▶ **ARTIGO**:
A Agência de Gestão e Cooperação ficava, por um prazo de vinte anos (que vencerá a 16 de Julho de 2016), encarregue da gestão da zona de exploração comum, teria sede em Dakar mas seria presidida por um guineense formado na área dos petróleos, vindo a ser escolhido para o lugar o engenheiro Júlio Baldé, a quem agradecemos a grande ajuda que prestou a esta reportagem, traduzida no envio de informações, opiniões e documentos.


Outro documento importante, sobre este assunto, é o artigo publicado nas páginas 2 e 3 do nº2 do orgão de divulgação da Faculdade de Direito de Bissau, Letras Direitas, de Dezembro de 2008, de Mestre Adulai Jabulá, regente das disciplinas de Direito do Urbanismo, do Ordenamento do Território e do Ambiente, e de Direito do Mar, actualmente consultor no Ministério das Pescas, igualmente merecedor de créditos neste artigo.


A zona de exploração económica comum constituía-se com cedências de ambas as partes: baseados no ponto de rotação do Cabo Roxo, a Guiné-Bissau disponibilizava 20º para Sul, definido pelo azimute 220º a partir desse ponto; o Senegal cedia 28º para Norte. Nas negociações, o Senegal tentou, sem sucesso, excluir as suas águas de proximidade, correspondentes ao actual bloco Dome Fiore, dessa zona comum.


Nessebloco haviam, por essa altura, sido feitas descobertas encorajadoras. O Senegal investira importantes quantias em prospecção na área, tendo sido por isso aceite o princípio de que a repartição de eventuais proveitos futuros seria feita, na área do petróleo, a seu favor, fixando-se as respectivas quotas parte em 85% para o Senegal e 15% para a Guiné-Bissau, sem prejuízo da possibilidade de renegociação em caso de alterações substanciais.

Entradas de um conjunto de dados
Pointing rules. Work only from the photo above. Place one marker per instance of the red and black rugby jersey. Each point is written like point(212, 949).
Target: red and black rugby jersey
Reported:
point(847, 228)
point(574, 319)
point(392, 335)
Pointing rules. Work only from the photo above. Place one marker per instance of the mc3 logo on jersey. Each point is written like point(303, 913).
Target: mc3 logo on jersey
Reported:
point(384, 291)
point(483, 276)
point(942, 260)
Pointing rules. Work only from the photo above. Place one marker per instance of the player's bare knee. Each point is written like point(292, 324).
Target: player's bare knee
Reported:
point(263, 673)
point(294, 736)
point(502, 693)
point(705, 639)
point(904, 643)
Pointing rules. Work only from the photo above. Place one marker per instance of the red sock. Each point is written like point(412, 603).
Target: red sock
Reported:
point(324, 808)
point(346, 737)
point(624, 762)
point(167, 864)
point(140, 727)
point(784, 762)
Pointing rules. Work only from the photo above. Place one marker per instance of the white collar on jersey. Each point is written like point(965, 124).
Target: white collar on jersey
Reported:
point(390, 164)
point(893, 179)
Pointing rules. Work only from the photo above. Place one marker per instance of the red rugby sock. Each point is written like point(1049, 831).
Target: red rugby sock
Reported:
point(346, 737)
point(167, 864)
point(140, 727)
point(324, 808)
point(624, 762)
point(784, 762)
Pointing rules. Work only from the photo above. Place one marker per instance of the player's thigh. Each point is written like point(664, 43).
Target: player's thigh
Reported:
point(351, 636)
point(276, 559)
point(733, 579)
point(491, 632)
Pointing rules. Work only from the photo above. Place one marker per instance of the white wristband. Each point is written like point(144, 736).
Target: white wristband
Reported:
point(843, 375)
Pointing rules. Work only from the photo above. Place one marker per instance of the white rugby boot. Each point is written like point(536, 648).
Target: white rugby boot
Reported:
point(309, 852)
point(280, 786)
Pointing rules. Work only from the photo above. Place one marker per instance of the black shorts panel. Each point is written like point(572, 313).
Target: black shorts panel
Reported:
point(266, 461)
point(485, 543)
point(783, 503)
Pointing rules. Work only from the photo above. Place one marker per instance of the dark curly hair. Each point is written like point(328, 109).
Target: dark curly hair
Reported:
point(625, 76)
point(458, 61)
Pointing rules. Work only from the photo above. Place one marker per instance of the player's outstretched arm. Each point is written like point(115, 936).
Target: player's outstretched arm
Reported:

▶ **OBJETIVO**:
Segundo o artigo, por que razão a repartição dos eventuais proveitos do petróleo na zona comum foi fixada a favor do Senegal? Responda em uma a três frases.

▶ **RESPOSTA À TAREFA**:
Porque o Senegal tinha investido quantias importantes em prospecção na área, onde já tinham sido feitas descobertas encorajadoras. Por isso, aceitou-se que as quotas-partes fossem de 85% para o Senegal e 15% para a Guiné-Bissau. Admitia-se a renegociação em caso de alterações substanciais.